- [EXERCISE DESCRIPTION]
Give back each line of the data exactly.

===============

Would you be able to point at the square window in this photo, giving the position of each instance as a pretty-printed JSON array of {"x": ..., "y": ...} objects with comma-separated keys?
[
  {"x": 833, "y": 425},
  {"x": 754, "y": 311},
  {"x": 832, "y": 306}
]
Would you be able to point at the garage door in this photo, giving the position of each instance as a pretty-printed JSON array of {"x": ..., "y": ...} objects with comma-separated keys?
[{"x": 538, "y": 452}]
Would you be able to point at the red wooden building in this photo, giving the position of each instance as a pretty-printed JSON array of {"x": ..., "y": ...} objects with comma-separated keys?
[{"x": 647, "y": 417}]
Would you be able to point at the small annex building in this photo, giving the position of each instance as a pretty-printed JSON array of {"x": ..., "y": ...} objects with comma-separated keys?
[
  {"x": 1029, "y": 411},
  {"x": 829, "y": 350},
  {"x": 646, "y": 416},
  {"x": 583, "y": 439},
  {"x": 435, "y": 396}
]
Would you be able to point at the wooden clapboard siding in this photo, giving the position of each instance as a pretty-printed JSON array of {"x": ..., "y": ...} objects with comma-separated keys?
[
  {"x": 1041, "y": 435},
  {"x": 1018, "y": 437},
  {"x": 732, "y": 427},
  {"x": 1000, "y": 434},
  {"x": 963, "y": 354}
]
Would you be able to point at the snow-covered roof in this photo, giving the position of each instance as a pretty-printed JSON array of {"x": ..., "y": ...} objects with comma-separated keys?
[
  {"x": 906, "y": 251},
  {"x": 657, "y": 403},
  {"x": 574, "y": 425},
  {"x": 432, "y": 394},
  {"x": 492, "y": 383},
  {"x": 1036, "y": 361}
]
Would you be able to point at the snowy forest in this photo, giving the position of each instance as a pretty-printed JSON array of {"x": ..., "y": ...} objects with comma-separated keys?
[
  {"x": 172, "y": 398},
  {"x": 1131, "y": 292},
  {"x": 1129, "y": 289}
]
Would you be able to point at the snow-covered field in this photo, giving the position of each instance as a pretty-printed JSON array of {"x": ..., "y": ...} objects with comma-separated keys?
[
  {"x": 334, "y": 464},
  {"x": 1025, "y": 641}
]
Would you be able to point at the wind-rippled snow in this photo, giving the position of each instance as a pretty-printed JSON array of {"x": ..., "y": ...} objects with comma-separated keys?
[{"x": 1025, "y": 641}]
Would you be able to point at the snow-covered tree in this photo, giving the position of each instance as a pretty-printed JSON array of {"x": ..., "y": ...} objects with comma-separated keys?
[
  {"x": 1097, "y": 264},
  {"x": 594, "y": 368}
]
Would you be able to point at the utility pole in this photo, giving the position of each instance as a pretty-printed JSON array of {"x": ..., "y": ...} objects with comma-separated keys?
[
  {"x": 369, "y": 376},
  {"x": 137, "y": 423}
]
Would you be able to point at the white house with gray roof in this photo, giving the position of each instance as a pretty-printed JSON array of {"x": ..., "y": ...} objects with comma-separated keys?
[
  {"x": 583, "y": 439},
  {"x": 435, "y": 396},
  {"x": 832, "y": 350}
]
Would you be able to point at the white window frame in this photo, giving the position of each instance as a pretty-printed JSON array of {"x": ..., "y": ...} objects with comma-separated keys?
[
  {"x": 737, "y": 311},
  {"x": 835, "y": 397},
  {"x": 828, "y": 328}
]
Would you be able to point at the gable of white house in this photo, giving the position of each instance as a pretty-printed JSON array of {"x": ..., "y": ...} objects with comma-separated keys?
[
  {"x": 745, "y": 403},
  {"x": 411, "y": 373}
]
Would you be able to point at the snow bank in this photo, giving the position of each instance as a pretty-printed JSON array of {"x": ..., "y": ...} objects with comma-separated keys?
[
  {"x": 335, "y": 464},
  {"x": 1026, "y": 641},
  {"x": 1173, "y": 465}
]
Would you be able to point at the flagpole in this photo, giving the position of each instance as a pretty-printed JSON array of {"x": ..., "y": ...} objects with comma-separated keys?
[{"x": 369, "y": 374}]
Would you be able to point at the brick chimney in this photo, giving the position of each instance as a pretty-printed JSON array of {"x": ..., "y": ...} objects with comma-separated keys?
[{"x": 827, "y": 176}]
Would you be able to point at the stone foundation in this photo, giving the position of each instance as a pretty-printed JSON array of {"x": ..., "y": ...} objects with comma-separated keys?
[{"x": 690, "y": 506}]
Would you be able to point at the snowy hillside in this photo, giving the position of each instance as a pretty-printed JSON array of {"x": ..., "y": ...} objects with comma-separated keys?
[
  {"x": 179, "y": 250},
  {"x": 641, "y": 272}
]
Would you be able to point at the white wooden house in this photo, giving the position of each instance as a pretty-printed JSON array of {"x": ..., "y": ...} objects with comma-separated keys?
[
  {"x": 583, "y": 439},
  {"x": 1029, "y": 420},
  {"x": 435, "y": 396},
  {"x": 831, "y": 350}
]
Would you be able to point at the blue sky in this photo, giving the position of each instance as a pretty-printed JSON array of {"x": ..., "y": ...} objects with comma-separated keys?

===============

- [RESPONSE AREA]
Would you be able to point at the square window in this photo, giving the position of each instance as a pretty-printed JSON array of {"x": ..., "y": ...} objects with comma-separated keys?
[
  {"x": 833, "y": 425},
  {"x": 754, "y": 311},
  {"x": 832, "y": 306}
]
Would you be able to point at the garage door in this photo, giving the position of each instance as a pretty-printed JSON array of {"x": ..., "y": ...} objects with comma-separated keys?
[{"x": 538, "y": 452}]
Would you be able to point at the red wooden building in this photo, giving the position of each instance as a pretty-printed JSON array of {"x": ..., "y": ...} objects with comma-separated keys?
[{"x": 647, "y": 417}]
Would you be able to point at the small annex building in this photo, giving the position of each instance as a pretty-printed JSON array of {"x": ..., "y": ...} objects with comma-separated keys?
[
  {"x": 1029, "y": 411},
  {"x": 829, "y": 350},
  {"x": 646, "y": 416},
  {"x": 583, "y": 439},
  {"x": 435, "y": 396}
]
Would you be able to point at the wooden clapboard siding in this photo, giving the position of each instance as a pretty-printed JSON array of {"x": ..., "y": ...} objects with comma-separated keys?
[
  {"x": 1041, "y": 435},
  {"x": 1018, "y": 437},
  {"x": 732, "y": 427},
  {"x": 1000, "y": 434},
  {"x": 963, "y": 354}
]
Would you be able to point at the snow-covered roof in this photo, giving the position of each instance as a pretty-printed JSON array of {"x": ..., "y": ...} objects with comma-separated keys?
[
  {"x": 906, "y": 251},
  {"x": 657, "y": 403},
  {"x": 574, "y": 425},
  {"x": 432, "y": 394},
  {"x": 492, "y": 383},
  {"x": 1036, "y": 361}
]
Would you be able to point at the snowy forest in this photo, giving the position of each instance as a pretty-printed JSON array of {"x": ..., "y": ...} objects with comma-separated keys?
[
  {"x": 172, "y": 398},
  {"x": 1131, "y": 292},
  {"x": 1129, "y": 289}
]
Would you be able to point at the snow-covered field in this photo, giving the position of each instance as a pretty-printed JSON array of {"x": ..., "y": ...} objects with comma-separated keys?
[
  {"x": 334, "y": 464},
  {"x": 1025, "y": 641}
]
Would you be able to point at the wind-rippled snow in this photo, giving the position of each instance as a pretty-printed JSON array of {"x": ..., "y": ...} objects with comma-separated keys?
[{"x": 1025, "y": 641}]
Would you be able to point at the snow-covered tree in this photo, giving the position of each instance as a pretty-printed JSON array of {"x": ..., "y": ...} objects with comma-separated keys?
[
  {"x": 1097, "y": 264},
  {"x": 594, "y": 368}
]
Would you be able to point at the utility pole in this photo, giving the position of each instance as a pretty-printed JSON array of {"x": ..., "y": ...} objects with comma-separated keys?
[
  {"x": 369, "y": 376},
  {"x": 137, "y": 423}
]
Would you be able to point at the white house with gray roof in this photo, giving the position of each instance as a pretty-printed JSON array of {"x": ..., "y": ...} objects with comma-separated keys?
[
  {"x": 583, "y": 439},
  {"x": 435, "y": 396},
  {"x": 832, "y": 350}
]
Would you be able to point at the white window frame in this photo, giving the position of each instance as a pretty-printed JSON array of {"x": ..., "y": ...} objects with comma-separated keys?
[
  {"x": 737, "y": 311},
  {"x": 835, "y": 397},
  {"x": 828, "y": 328}
]
Would you be able to point at the gable of white house in this photo, giving the position of each instance as a pretty-printed JSON array of {"x": ..., "y": ...} objects with comma-separated keys?
[
  {"x": 745, "y": 403},
  {"x": 411, "y": 373}
]
Would you be able to point at the snow bank in this photo, giving the position of each instance as a pretty-printed JSON array of {"x": ..., "y": ...} objects with comma-separated keys?
[
  {"x": 335, "y": 464},
  {"x": 1026, "y": 641},
  {"x": 1173, "y": 465}
]
Would you be able to point at the flagpole in this photo, giving the position of each instance as a pretty-printed JSON array of {"x": ..., "y": ...} objects with comma-separated keys?
[{"x": 369, "y": 374}]
Would you be able to point at the brick chimney in this photo, giving the position of each instance as a pretty-printed JSON array of {"x": ..., "y": ...} objects with comma-separated keys?
[{"x": 827, "y": 176}]
Would you be able to point at the stone foundation in this photo, giving the position of each instance as a pretty-printed JSON array of {"x": ..., "y": ...} objects with comma-separated keys?
[{"x": 690, "y": 506}]
Would you be able to point at the snowy hillside in this photo, giving the position of each instance as a pretty-printed JSON array of {"x": ..., "y": ...} objects with comma-separated keys?
[
  {"x": 179, "y": 250},
  {"x": 641, "y": 272}
]
Would you be able to point at the white wooden house in this photo, giving the position of each instance as a pretty-printed JSON array of {"x": ..., "y": ...} objects with comma-separated keys?
[
  {"x": 583, "y": 439},
  {"x": 1029, "y": 420},
  {"x": 435, "y": 396},
  {"x": 831, "y": 350}
]
Would you be able to point at the blue sky in this photo, giving the position of each instance as a pretty-printed JSON array of {"x": ..., "y": ...} objects with comma-separated keys?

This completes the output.